• TASK BRIEF
Can you repeat the records below with "in this photo" swapped for "in this image" throughout, everything else unchanged and the pictures left out?

• MATERIALS PROVIDED
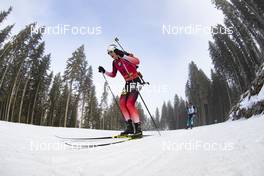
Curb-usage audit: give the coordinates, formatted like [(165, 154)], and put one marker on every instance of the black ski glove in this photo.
[(101, 69)]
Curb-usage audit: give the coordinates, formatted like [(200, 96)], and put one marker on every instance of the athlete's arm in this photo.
[(113, 73)]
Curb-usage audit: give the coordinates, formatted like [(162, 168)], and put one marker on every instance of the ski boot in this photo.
[(129, 129), (138, 132)]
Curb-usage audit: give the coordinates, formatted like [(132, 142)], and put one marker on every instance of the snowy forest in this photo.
[(32, 93)]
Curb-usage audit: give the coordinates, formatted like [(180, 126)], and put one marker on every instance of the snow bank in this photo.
[(233, 148)]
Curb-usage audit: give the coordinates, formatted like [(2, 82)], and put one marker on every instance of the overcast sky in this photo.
[(146, 28)]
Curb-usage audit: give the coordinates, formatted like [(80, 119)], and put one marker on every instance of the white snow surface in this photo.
[(227, 149), (248, 102)]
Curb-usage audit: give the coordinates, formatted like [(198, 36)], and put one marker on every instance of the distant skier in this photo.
[(191, 111), (126, 64)]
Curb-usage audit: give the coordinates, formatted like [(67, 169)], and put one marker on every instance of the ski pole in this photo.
[(117, 41), (113, 95)]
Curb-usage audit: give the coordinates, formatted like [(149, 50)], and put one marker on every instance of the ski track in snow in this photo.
[(151, 156)]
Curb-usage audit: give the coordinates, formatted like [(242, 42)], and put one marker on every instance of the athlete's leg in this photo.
[(123, 107), (130, 104)]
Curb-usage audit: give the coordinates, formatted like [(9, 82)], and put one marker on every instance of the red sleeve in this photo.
[(134, 60), (113, 73)]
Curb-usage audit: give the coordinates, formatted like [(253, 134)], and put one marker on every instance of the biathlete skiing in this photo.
[(126, 64)]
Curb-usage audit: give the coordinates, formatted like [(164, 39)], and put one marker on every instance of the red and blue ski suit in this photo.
[(127, 66)]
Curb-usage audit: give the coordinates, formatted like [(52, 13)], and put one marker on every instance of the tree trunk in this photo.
[(34, 104), (22, 100), (67, 106)]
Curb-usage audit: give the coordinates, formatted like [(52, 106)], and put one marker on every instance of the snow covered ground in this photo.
[(227, 149)]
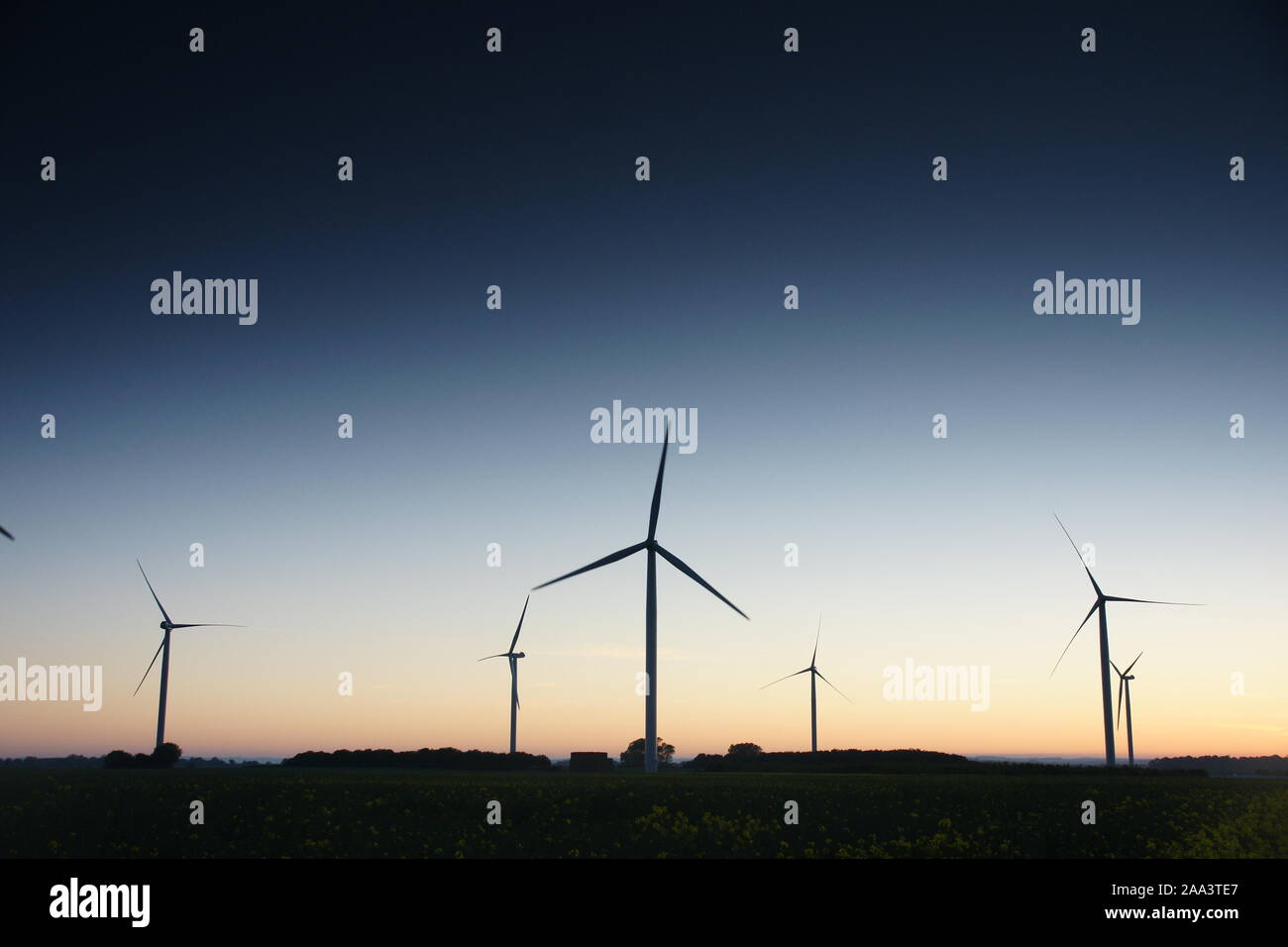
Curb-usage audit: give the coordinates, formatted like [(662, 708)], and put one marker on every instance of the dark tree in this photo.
[(166, 755), (634, 754)]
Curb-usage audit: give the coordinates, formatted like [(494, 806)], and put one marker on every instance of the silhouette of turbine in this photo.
[(1102, 599), (812, 688), (514, 673), (163, 650), (1125, 680), (655, 549)]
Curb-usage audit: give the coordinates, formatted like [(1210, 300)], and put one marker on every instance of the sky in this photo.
[(369, 556)]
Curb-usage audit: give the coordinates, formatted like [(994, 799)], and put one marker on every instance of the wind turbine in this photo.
[(1125, 680), (514, 673), (167, 626), (1102, 599), (812, 688), (655, 549)]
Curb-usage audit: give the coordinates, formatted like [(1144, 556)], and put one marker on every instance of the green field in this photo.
[(296, 813)]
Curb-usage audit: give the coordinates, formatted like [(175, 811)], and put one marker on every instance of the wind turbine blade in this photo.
[(785, 678), (1070, 641), (605, 561), (150, 667), (153, 590), (1151, 602), (657, 487), (1080, 556), (520, 622), (696, 578), (831, 684)]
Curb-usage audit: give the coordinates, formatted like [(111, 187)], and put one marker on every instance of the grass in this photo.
[(294, 813)]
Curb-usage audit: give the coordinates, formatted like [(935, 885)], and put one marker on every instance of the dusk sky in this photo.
[(472, 425)]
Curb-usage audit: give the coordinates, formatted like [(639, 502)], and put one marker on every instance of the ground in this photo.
[(303, 813)]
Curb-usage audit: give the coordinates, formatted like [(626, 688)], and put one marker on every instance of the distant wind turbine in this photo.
[(514, 674), (1125, 680), (1102, 599), (163, 650), (653, 549), (812, 688)]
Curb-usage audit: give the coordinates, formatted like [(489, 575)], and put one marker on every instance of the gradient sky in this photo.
[(473, 425)]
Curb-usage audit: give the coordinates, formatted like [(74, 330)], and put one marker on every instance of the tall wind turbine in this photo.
[(1102, 599), (514, 674), (812, 688), (655, 549), (1125, 680), (163, 650)]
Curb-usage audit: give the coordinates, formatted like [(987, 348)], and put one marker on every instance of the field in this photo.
[(271, 812)]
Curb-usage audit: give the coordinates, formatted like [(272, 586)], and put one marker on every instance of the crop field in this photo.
[(275, 812)]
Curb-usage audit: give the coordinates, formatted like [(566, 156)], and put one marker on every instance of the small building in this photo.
[(590, 763)]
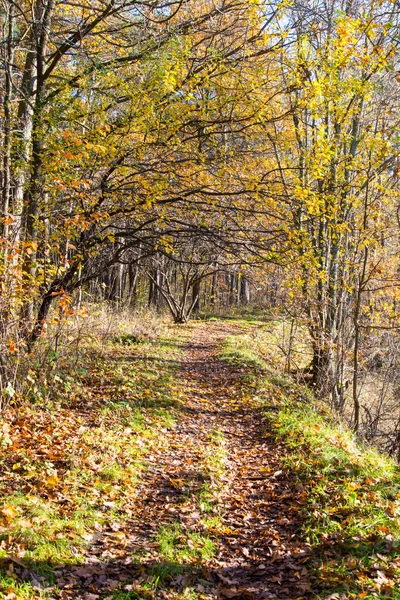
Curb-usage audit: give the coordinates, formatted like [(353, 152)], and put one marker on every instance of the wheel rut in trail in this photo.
[(262, 556), (257, 554)]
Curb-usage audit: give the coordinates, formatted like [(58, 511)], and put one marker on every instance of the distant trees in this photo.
[(168, 152)]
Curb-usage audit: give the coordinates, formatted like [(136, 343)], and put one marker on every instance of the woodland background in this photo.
[(203, 157)]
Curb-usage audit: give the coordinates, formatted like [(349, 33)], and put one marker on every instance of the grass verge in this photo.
[(348, 495), (69, 467)]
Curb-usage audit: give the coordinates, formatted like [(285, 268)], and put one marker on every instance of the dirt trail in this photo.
[(257, 555)]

• EXERCISE OUTPUT
Curb-usage audit: give the coordinates, formatted like [(165, 154)], and put one marker on every instance of the black ski glove in this image.
[(101, 69)]
Curb-usage audit: give the coordinates, formatted like [(200, 96)], and put one marker on every instance of the athlete's arm in this image.
[(113, 73)]
Curb-usage audit: give the coordinates, formatted like [(162, 168)], and put one marker on every instance of the ski boot in this image.
[(129, 129), (138, 132)]
Curb-usage audit: give the coordinates, formatted like [(132, 142)], and put one marker on every instance of the snowy forest in this image.
[(32, 93)]
Curb-usage audit: give the coordinates, formatted like [(180, 126)], and put one marker on every instance of the snow bank in this image.
[(233, 148)]
Curb-usage audit: give the coordinates, formatted like [(2, 82)], and put one marker on every instance of the overcast sky in this image.
[(146, 28)]
Curb-usage audit: give the coordinates, formatted like [(80, 119)], and put one marker on every instance of the white snow surface in this image.
[(227, 149), (248, 102)]
Curb-usage audit: give the coordinates, formatted like [(198, 36)], and put one marker on every instance of the distant skier in this image.
[(191, 111), (126, 64)]
Curb-usage audit: give the coordinates, formatted like [(67, 169)], and put one marker on every instance of the ski pole in this image.
[(117, 41), (113, 95)]
Curb-usage audit: give the coordinates, formatted like [(149, 50)], and put one marker on every instance of the ski track in snow in this image.
[(151, 156)]
Curb-usage audit: give the coordinates, formatted like [(242, 42)], and put one marker on every instance of the athlete's leg in this image.
[(123, 107), (130, 104)]
Curb-usage audit: give the coordinates, formatted like [(9, 82)], and put one marker on every instance of the red sleeve in this image.
[(134, 60), (113, 73)]
Curb-usage audit: give the coordinates, formatted like [(253, 134)], and put one marker on every instance of the biathlete skiing in this image.
[(126, 64)]
Curb-usage audit: give the coordinates, formatted like [(164, 39)], and put one marker on every instance of the red and blue ski suit in this image.
[(127, 66)]
Curb-usage audit: give the coordinates, formatted like [(52, 13)], and put one marker on every instance of the tree trunk in this image.
[(34, 104), (22, 100), (67, 106)]
Curb-usage audit: give the coordinates, formatted like [(52, 106)], and put one marker on every instance of the snow covered ground in this image.
[(227, 149)]
Curb-usage audit: give the coordinates, formatted like [(662, 708)], and put one marker on every instance of the dark tree in this image.
[(166, 755), (634, 754)]
Curb-usage audit: give the coordinates, formatted like [(494, 806)], and put one marker on every instance of the silhouette of turbine in this image.
[(1102, 599), (812, 688), (514, 673), (163, 650), (1125, 680), (655, 549)]
Curb-usage audit: give the coordinates, formatted like [(1210, 300)], and put one marker on every instance of the sky in this image.
[(369, 556)]
Curb-usage audit: give the coordinates, formatted like [(994, 799)], and put one marker on every instance of the wind turbine in this image.
[(1125, 680), (514, 673), (167, 626), (1102, 599), (812, 688), (655, 549)]
Curb-usage audit: give the coordinates, formatted like [(1144, 556)], and put one marker on every instance of the green field in this image.
[(296, 813)]
Curb-usage audit: give the coordinates, formatted like [(175, 811)], and put one marker on every instance of the wind turbine blade in this image.
[(785, 678), (1070, 641), (605, 561), (150, 667), (153, 590), (1151, 602), (657, 487), (1080, 556), (520, 622), (696, 578), (831, 684)]
Curb-usage audit: give the coordinates, formatted like [(111, 187)], and put one marker on every instance of the grass in this image.
[(294, 813)]
Curb-usage audit: give the coordinates, formatted like [(935, 885)], and put one marker on every instance of the dusk sky in this image.
[(472, 425)]
Curb-usage audit: give the coordinates, formatted like [(639, 502)], and put one marker on every instance of the ground in this image.
[(303, 813)]
Curb-usage audit: give the coordinates, formatted like [(626, 688)], and put one marker on every instance of the distant wind turbine in this image.
[(514, 674), (1125, 680), (1102, 599), (163, 650), (653, 549), (812, 688)]
Curb-usage audit: give the coordinates, formatted like [(489, 575)], and put one marker on every instance of the gradient sky in this image.
[(473, 425)]
Curb-usage audit: give the coordinates, formatted like [(74, 330)], and put one marker on every instance of the tall wind turbine in this image.
[(1102, 599), (514, 674), (812, 688), (655, 549), (1125, 680), (163, 650)]
Curb-usage audit: give the coordinates, formatted like [(987, 348)], and put one marker on every instance of the field in this image.
[(271, 812)]
Curb-usage audit: give the coordinates, formatted like [(272, 586)], and put one marker on every instance of the crop field in this image.
[(275, 812)]
Curb-usage audit: give the coordinates, formatted like [(566, 156)], and put one marker on every instance of the small building in this image.
[(590, 763)]
Curb-usage audit: give the coordinates, formatted like [(353, 152)], and put one marker on every instance of the wheel rut in trail in this image.
[(262, 556), (257, 554)]
Curb-usage audit: give the coordinates, formatted like [(58, 511)], and put one marker on every instance of the distant trees in this image.
[(168, 152)]
Curb-usage audit: give the coordinates, formatted like [(136, 343)], and put one marker on every instance of the woodland background in this image.
[(203, 157)]
Curb-usage audit: give the coordinates, formatted like [(349, 33)], and put one marker on every instance of the grass verge in this image.
[(348, 495), (69, 467)]
Curb-usage audit: give the coordinates, formatted like [(285, 268)], and put one marker on every instance of the dirt trail in this image.
[(257, 555)]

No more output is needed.